Note: M = mean; SD = standard deviation. Group names are shown in bold and subgroups names, in italics. a Invalidity (scale R1) was excluded from the analyses.
Normalization. After the process detailed in Appendix F, the development of norms for the raw scores of the IDPI-11 scales (objective 10), the UT scores generated for the scales of the Risk Factors subgroup, as well as for the scales of the Psychopathology, Personality and Trait Facets groups, managed to obtain common percentile scores that facilitate the differential diagnosis (Ben-Porath & Tellegen, 2020a). So, uniform PTs of 30, 35, 40, 45, 50, 55, 60, 65, 70, and 75 were equivalent to percentile score (Pc) of < 1, 12, 14, 41, 61, 73, 80, 87, 98, and > 99, respectively.
Discussion
The eleventh revision of the ICD has recently entered into force and is ready to be implemented by member states, continuing the tradition of having a global scope and being applicable in diverse cultures and settings, with a focus on primary care in underdeveloped countries unlike the DSM (Halliwell, 2021). One of the sections of this diagnostic system addresses personality disorders and related traits, a model that promises to correct the errors of its predecessor, which was criticized by the scientific community for being less restrictive and allowing greater specificity. Some measures have been developed based on this model to obtain adequate psychometric levels with a few exceptions. The limitations of these results mainly emerge from the methodology, the samples used, and the manner in which their manuals are specified. In fact, its application in prison settings and underdeveloped countries has not yet been rigorously evaluated. Therefore, in this research a comprehensive measure of personality based on the ICD-11 PD model was developed, considering an extensive theoretical, practical, and methodological foundation that favors the best evaluation of the construct in the Peruvian correctional system.

_____

## ASSIGNED TASK 1
Revise the stretch of the IDPI-11 excerpt from "Normalization. After the" through "and > 99, respectively.", replacing "differential diagnosis" with "clinical diagnosis".
## ASSIGNED TASK 2
Pick up the IDPI-11 excerpt after its last sentence and write the next part of its discussion.
The listing has no connection to the IDPI-11 excerpt.

## DATA SUPPLIED
_____

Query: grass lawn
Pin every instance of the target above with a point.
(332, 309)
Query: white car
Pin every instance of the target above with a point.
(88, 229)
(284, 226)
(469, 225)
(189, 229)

_____

## TASK OUTPUT 1
Normalization. After the process detailed in Appendix F, the development of norms for the raw scores of the IDPI-11 scales (objective 10), the UT scores generated for the scales of the Risk Factors subgroup, as well as for the scales of the Psychopathology, Personality and Trait Facets groups, managed to obtain common percentile scores that facilitate the clinical diagnosis (Ben-Porath & Tellegen, 2020a). So, uniform PTs of 30, 35, 40, 45, 50, 55, 60, 65, 70, and 75 were equivalent to percentile score (Pc) of < 1, 12, 14, 41, 61, 73, 80, 87, 98, and > 99, respectively.

## TASK OUTPUT 2
The item-level results supported the psychometric properties of each IDPI-11 scale. It was expected that the factor loadings of the items with their original scales would be higher than those of their target scales as found in the development of the MCMI-IV (Millon et al., 2015). Likewise, for the most part, both the IRT parameters of discrimination and those of difficulty reflected a good ability to differentiate and detail the levels of constructs measured through the probability of their support. In addition, it was found that in this study, as in Medina (2021), depressiveness and distrust, in addition to other characteristics and symptoms, are frequent in the criminal population. In this sense, it is key to make decisions to identify appropriate personalized and group treatments to reduce or control the exacerbation of these dysfunctional indicators in convicts.
The findings showed that the developed instrument had an adequate level of construct validity and an external criterion for the scales of the IDPI-11 Traits subgroup. These results are similar to those found in the construction of the Personality Inventory for the DSM-5 - Brief Form Plus (PID5-BF+), a multinational study (Bach et al., 2020) in which the structural validity demonstrated a CFI above .95 and an RMSEA below .06. Additionally, the instrument traits were correlated with personality constructs evaluated through interviews (r > .17). They were also similar to the optimal results of the research carried out by Oltmanns and Widiger (2018) in the USA for the construction of the Personality Inventory for the ICD-11 (PiCD): CFI = .77 to .83, TLI = .76 to .82, RMSEA = .10 to .11, and SRMR = .10 to .11. However, they are different from those found in the Spanish validation of the instrument because their data did not fit the CFA model (Gutiérrez et al., 2021).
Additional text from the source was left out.